*** TEXT ***

The teachers and other staffers who showed up at a building on Ocean Avenue in Flatbush were met with hostility from vaccinated DOE workers already at the site.

Some were directed to one stairwell — forbidden to walk down the first-floor corridor where the vaccinated staff work, and forbidden from using their restroom.

Upstairs, those with exemptions made do with only a single toilet that flushed irregularly, or tiny children’s toilets, staffers told The Post.

“The whole thing just reeks of discrimination and segregation. I never in my life have ever experienced something like this,” said a teacher who normally works on Staten Island and has a medical exemption for the vaccine.

“I’m miserable because I’m not with children and I’m not with my teachers. I’m sitting here in a room not helping a soul. I feel like we’re being punished,” said the educator who has a medical exemption.

Another teacher assigned to the building, a former parochial school used for several years by the DOE but largely empty recently, said she suffered a concussion Thursday after a window fell out of its frame and hit her on the head.

She said the building was dirty and, with nine other people in a room with her, it was difficult to teach her special education students remotely.

*** End of TEXT ***
*** DATA SUPPLIED ***

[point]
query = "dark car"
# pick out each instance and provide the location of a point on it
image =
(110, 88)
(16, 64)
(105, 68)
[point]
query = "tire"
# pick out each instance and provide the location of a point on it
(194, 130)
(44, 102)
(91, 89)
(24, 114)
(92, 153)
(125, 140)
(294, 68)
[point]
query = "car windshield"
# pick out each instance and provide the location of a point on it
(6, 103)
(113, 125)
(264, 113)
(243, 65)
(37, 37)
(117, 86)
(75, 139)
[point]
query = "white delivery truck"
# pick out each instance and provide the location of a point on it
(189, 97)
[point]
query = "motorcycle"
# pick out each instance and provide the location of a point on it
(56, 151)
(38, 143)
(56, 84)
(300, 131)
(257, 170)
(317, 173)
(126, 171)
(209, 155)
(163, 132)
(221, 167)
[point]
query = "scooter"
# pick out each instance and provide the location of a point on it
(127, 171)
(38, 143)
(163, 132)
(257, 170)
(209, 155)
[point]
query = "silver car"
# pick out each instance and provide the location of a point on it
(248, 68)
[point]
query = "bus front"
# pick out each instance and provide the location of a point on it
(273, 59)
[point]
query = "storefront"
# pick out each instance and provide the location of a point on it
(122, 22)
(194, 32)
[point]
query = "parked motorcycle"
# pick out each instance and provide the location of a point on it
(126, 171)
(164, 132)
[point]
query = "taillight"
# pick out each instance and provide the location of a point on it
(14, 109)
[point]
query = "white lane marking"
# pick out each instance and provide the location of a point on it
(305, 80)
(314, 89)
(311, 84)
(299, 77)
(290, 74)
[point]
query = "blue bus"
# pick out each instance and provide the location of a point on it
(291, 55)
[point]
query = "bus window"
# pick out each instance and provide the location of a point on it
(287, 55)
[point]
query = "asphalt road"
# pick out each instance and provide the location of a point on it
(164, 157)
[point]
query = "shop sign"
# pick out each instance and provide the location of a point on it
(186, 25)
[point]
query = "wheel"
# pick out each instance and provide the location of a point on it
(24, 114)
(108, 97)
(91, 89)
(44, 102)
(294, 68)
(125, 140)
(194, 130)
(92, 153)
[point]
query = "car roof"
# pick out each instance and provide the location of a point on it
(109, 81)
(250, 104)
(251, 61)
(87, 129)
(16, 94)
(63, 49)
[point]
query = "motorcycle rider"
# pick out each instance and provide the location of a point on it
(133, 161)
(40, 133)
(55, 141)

*** End of DATA SUPPLIED ***

• LIST OF TASKS:
- a) Reproduce the stretch of the Ocean Avenue building article from "Upstairs, those with" through "for the vaccine.".
- b) Using the Ocean Avenue building article, decide whether each statement agrees with it, answering yes or no and quoting the deciding words: (i) The building on Ocean Avenue is in Flatbush. (ii) The teacher with a medical exemption normally works in Manhattan. (iii) A window struck one of the teachers on the head.
- c) Write what comes next in the Ocean Avenue building article, starting after its final sentence.
The items play no role in this work.

• RESPONSES BY TASK:
- a)
Upstairs, those with exemptions made do with only a single toilet that flushed irregularly, or tiny children’s toilets, staffers told The Post.

“The whole thing just reeks of discrimination and segregation. I never in my life have ever experienced something like this,” said a teacher who normally works on Staten Island and has a medical exemption for the vaccine.

- b)
(i) Yes: "a building on Ocean Avenue in Flatbush"
(ii) No: "normally works on Staten Island"
(iii) Yes: "a window fell out of its frame and hit her on the head"

- c)
“What they’re doing to us is just disgusting,” she said.

To accommodate other teachers, the DOE rented the former St. Brigid School in the East Village from the Archdiocese of New York.

A September agreement between the United Federation of Teachers and the DOE allowing for the exemptions says that those granted one would not be allowed to enter school buildings, but “may” be assigned to work at administrative offices, according to a copy of the document seen by The Post.

The DOE would not say why the educators were being assigned to work sites now or provide the cost of renting the East Village school.

DOE spokesman, Nathaniel Styer has said 300 staffers had exemptions and were working from four sites, but would not disclose the locations of the others.